**Given request:** Write out the entries below word for word, starting at the line that contains "Scouting pass: put a marker on the ornate" and ending at the line that contains "[(303, 489)]", with both of those lines included and nothing else.

**Records supplied:**
>> START

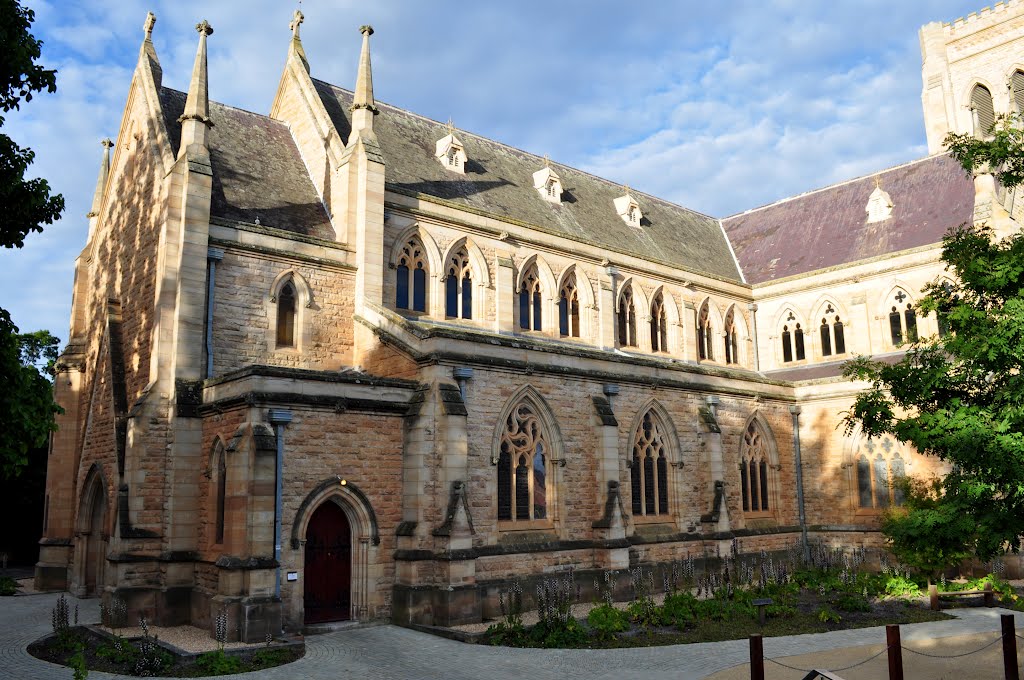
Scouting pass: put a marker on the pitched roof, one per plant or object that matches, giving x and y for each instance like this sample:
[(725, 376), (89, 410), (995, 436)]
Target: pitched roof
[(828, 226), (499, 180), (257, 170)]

>> END
>> START

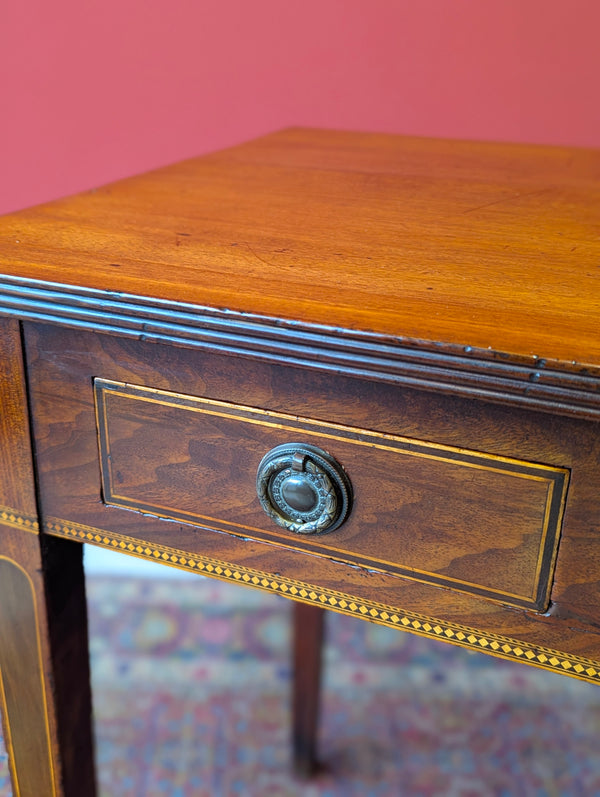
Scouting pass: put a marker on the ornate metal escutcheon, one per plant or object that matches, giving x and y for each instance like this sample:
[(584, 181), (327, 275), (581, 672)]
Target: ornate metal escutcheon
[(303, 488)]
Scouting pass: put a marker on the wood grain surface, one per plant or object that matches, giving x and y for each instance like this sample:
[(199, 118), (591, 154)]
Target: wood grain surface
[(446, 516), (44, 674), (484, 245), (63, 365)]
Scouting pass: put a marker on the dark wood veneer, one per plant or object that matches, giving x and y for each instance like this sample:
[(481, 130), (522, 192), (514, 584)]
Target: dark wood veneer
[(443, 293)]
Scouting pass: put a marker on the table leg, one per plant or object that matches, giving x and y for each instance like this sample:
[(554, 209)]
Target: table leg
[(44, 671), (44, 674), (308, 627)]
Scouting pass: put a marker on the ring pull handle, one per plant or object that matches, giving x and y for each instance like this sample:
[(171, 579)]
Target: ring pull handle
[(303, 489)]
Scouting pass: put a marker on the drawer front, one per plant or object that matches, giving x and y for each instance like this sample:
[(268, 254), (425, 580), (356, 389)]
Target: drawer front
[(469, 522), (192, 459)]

>> END

**Correct answer:**
Scouting pass: put a marker on the ornate metal escutcheon, one per plant or object that matches, giving x and y for each instance like this sample:
[(584, 181), (327, 275), (581, 672)]
Target: ornate metal escutcheon
[(303, 488)]
Scouting pass: put a marker on the wood grain surface, one per plant or object that matches, giving x and y for each instance like this sample:
[(199, 118), (591, 154)]
Target: wood grain surface
[(446, 516), (44, 674), (484, 245), (63, 365)]
Scouting pass: put a marker on the dark wood veneer, one per plant or object that matches, giving x and y for each instance like this sample:
[(481, 130), (522, 192), (514, 584)]
Target: dark wood veneer
[(443, 293)]
Scouting pass: put a marker on the table leg, one per plant or object that matches, giving x and y for each instance like this sample:
[(554, 209)]
Target: table leg
[(44, 671), (44, 674), (308, 627)]
Scouting pass: put a marker on the ring pull handle, one per plant or object that matches, giving x and y for each instance like this sample:
[(171, 579)]
Target: ring pull handle
[(303, 489)]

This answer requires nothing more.